— start of Supplied material —

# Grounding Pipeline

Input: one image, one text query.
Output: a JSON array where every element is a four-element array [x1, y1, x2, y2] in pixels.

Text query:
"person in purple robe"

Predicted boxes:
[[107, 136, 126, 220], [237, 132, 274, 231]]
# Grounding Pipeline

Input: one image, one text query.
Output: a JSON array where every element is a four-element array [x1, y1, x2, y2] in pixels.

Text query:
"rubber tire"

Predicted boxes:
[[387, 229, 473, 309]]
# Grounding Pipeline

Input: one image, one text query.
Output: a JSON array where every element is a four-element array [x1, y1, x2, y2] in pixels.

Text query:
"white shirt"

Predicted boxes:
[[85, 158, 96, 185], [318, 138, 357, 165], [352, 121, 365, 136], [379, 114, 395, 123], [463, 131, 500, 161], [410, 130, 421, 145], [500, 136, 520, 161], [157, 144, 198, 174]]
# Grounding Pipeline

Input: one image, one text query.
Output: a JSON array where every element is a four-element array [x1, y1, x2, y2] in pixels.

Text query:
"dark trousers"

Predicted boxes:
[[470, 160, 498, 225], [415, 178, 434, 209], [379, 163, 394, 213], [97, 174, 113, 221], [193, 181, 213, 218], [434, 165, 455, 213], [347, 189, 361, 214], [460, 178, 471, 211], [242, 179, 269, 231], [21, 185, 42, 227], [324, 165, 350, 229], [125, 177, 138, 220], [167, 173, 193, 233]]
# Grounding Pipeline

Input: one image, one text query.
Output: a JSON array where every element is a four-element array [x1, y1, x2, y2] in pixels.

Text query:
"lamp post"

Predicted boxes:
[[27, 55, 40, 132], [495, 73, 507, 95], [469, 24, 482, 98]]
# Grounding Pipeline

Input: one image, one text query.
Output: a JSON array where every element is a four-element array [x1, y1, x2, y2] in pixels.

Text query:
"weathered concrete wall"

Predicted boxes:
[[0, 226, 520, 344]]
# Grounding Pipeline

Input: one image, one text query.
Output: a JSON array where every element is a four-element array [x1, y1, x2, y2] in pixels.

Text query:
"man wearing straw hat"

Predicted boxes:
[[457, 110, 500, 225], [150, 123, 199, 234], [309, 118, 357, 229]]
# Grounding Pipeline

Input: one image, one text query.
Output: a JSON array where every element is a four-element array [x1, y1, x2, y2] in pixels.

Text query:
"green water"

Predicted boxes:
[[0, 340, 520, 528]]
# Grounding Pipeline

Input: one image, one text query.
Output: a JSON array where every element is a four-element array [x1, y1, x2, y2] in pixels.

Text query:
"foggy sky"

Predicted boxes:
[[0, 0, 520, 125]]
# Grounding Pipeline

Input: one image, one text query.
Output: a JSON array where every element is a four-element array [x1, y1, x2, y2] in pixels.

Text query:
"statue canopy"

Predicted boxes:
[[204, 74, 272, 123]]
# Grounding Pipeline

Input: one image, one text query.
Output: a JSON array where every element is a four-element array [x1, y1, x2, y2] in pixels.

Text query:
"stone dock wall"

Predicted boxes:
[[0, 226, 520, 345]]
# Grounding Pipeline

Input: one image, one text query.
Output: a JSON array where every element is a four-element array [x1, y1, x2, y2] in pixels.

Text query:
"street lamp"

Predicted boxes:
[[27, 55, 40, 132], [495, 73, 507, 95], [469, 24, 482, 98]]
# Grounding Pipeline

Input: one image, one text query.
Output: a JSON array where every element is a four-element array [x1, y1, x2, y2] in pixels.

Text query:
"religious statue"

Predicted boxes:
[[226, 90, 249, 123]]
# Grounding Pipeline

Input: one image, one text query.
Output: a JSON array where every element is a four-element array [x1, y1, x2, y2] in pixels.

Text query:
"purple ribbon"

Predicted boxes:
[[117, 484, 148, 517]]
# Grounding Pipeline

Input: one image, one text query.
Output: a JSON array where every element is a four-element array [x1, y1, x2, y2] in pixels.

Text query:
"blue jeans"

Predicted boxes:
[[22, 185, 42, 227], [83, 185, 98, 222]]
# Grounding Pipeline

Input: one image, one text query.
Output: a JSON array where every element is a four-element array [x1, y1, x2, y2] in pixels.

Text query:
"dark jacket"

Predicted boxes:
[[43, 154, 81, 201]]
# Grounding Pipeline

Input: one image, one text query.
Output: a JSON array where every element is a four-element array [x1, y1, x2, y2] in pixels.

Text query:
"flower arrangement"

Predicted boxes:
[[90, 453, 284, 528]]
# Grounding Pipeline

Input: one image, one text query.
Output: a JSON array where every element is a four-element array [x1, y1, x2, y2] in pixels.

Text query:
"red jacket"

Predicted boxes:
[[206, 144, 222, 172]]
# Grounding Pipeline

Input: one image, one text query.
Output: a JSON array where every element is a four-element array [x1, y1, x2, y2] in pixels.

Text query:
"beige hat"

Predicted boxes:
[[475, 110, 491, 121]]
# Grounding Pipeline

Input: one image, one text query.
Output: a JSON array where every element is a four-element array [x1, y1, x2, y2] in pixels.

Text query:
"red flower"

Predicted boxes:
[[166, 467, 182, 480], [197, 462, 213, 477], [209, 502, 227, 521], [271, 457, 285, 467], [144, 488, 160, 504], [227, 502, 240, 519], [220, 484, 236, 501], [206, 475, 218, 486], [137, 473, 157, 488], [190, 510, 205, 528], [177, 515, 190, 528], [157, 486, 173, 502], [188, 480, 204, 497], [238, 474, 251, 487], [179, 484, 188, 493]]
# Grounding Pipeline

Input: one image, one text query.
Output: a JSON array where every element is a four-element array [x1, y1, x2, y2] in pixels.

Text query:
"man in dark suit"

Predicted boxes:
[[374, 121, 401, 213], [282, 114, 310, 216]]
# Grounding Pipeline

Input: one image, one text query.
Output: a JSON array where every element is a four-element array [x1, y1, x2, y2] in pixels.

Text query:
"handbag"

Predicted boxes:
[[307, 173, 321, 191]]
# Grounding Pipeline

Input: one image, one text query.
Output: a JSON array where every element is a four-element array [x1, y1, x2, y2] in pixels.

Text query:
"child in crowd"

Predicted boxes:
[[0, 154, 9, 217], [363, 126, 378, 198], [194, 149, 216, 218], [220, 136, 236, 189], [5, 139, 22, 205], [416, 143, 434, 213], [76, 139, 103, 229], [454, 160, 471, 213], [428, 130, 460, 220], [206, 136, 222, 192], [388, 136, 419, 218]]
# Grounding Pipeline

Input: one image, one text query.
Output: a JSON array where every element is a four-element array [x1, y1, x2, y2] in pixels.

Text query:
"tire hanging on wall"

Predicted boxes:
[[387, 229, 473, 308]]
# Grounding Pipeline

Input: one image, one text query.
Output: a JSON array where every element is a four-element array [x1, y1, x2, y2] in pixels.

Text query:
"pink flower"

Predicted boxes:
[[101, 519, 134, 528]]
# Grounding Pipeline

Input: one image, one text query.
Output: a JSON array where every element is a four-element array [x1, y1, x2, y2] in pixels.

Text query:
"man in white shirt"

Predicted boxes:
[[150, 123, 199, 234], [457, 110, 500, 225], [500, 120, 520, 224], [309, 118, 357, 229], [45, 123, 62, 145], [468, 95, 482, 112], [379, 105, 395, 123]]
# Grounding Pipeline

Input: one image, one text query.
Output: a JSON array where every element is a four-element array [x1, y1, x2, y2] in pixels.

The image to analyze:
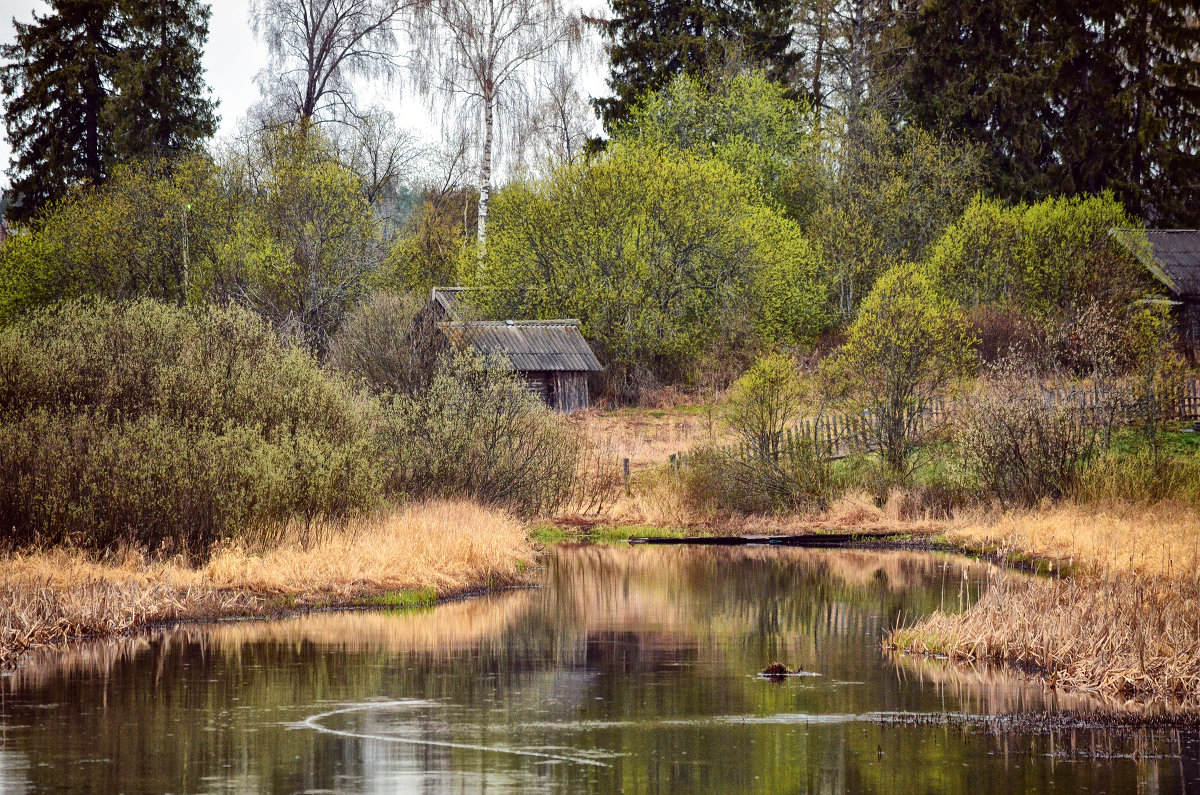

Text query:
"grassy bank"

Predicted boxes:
[[884, 503, 1200, 709], [0, 501, 534, 664]]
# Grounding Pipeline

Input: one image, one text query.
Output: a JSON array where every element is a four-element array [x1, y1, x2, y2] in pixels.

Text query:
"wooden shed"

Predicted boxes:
[[1114, 229, 1200, 363], [430, 287, 601, 412]]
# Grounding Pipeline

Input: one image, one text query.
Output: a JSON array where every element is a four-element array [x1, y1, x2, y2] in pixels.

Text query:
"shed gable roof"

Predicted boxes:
[[444, 319, 602, 372], [1114, 229, 1200, 298]]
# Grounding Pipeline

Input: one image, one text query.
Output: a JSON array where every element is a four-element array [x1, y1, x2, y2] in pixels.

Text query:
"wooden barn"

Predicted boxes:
[[1114, 229, 1200, 364], [430, 287, 601, 412]]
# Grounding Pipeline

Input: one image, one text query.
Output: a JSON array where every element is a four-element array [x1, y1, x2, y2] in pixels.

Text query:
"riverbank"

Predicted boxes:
[[884, 503, 1200, 710], [0, 501, 535, 665]]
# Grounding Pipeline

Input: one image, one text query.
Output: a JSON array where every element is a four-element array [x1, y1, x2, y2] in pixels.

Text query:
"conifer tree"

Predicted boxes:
[[0, 0, 216, 221], [0, 0, 120, 220], [106, 0, 217, 160], [905, 0, 1200, 225]]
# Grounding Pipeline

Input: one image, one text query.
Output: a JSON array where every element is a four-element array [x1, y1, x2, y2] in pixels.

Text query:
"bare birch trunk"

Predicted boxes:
[[476, 91, 496, 266]]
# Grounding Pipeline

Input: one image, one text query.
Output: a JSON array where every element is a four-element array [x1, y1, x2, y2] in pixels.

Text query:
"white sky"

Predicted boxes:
[[0, 0, 606, 185]]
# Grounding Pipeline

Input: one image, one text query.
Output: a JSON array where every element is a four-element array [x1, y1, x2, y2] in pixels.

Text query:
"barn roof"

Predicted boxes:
[[1114, 229, 1200, 298], [445, 319, 601, 372]]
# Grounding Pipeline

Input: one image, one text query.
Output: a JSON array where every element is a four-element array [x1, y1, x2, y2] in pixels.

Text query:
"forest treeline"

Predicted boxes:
[[0, 0, 1200, 549]]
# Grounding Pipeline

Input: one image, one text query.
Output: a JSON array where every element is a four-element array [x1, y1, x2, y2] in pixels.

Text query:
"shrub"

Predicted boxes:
[[329, 293, 448, 395], [383, 352, 581, 515], [1072, 449, 1200, 506], [0, 300, 380, 552], [958, 364, 1099, 506], [722, 353, 803, 456], [468, 142, 826, 400], [823, 265, 978, 479], [683, 440, 833, 514]]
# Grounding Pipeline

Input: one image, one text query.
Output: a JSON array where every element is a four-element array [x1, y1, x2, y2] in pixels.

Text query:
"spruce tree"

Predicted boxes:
[[595, 0, 800, 132], [904, 0, 1200, 225], [0, 0, 120, 220], [106, 0, 217, 160], [0, 0, 216, 221]]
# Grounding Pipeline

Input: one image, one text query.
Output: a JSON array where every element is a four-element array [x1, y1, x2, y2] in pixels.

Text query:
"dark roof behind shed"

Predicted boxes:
[[446, 319, 601, 372], [1114, 229, 1200, 298]]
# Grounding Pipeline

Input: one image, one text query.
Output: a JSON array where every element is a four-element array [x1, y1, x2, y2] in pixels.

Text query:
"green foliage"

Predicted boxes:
[[1070, 434, 1200, 506], [0, 0, 216, 221], [226, 122, 384, 352], [806, 114, 979, 319], [367, 586, 438, 610], [377, 190, 479, 295], [822, 265, 977, 478], [0, 300, 380, 552], [614, 71, 817, 217], [476, 144, 823, 398], [682, 438, 834, 514], [721, 353, 804, 456], [929, 193, 1148, 316], [595, 0, 800, 133], [1123, 307, 1195, 464], [955, 364, 1100, 507], [0, 155, 239, 323], [382, 352, 581, 515], [328, 292, 449, 395], [102, 0, 217, 162], [904, 0, 1200, 226]]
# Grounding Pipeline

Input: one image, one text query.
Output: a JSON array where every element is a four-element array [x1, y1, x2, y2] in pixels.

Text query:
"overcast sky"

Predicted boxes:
[[0, 0, 604, 185]]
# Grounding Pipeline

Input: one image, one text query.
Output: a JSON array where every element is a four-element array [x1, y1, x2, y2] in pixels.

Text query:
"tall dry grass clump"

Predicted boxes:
[[886, 503, 1200, 709], [199, 500, 534, 597], [0, 501, 534, 664], [887, 572, 1200, 709], [0, 300, 380, 552]]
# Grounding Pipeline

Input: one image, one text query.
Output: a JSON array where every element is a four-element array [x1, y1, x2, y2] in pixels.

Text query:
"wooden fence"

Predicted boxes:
[[670, 378, 1200, 468]]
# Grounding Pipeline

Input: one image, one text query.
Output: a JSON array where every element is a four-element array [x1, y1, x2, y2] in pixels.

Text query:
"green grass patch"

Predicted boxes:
[[366, 586, 438, 610], [529, 525, 689, 545], [589, 525, 688, 544]]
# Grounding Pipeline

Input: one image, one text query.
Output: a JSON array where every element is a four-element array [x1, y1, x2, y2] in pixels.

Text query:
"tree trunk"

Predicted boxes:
[[476, 91, 496, 270]]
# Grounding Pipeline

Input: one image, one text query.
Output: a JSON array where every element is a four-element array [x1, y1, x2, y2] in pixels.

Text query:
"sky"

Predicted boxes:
[[0, 0, 604, 185]]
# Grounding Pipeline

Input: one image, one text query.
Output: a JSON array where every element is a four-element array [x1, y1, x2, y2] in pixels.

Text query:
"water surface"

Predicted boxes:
[[0, 545, 1200, 793]]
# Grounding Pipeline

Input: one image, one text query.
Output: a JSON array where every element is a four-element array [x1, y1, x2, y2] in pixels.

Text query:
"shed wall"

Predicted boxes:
[[551, 370, 588, 414]]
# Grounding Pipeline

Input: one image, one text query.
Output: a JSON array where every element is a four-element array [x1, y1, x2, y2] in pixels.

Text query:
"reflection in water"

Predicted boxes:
[[0, 546, 1196, 793]]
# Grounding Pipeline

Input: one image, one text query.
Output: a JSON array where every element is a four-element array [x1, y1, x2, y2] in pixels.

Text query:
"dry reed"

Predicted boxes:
[[886, 504, 1200, 710], [0, 501, 534, 664]]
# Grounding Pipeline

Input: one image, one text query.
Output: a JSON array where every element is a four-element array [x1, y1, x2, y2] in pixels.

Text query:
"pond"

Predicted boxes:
[[0, 545, 1200, 793]]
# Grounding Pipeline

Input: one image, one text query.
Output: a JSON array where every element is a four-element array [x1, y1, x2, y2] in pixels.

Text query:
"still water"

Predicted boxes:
[[0, 545, 1200, 793]]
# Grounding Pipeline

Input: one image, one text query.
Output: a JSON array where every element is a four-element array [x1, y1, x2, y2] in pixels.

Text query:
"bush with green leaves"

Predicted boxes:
[[682, 436, 834, 514], [0, 155, 231, 323], [0, 300, 382, 554], [822, 265, 978, 479], [326, 292, 449, 395], [472, 144, 826, 399], [380, 351, 582, 515], [805, 113, 982, 322], [721, 353, 804, 456], [613, 71, 822, 219], [929, 193, 1150, 316], [955, 360, 1102, 507]]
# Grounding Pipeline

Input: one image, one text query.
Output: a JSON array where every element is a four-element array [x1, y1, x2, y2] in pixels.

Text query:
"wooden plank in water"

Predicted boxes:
[[629, 533, 900, 549]]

— end of Supplied material —

▸ Work required: How many lines in the entries above contain the word "green", with case taken into account? Reply with the number alone.

▸ Exercise answer: 4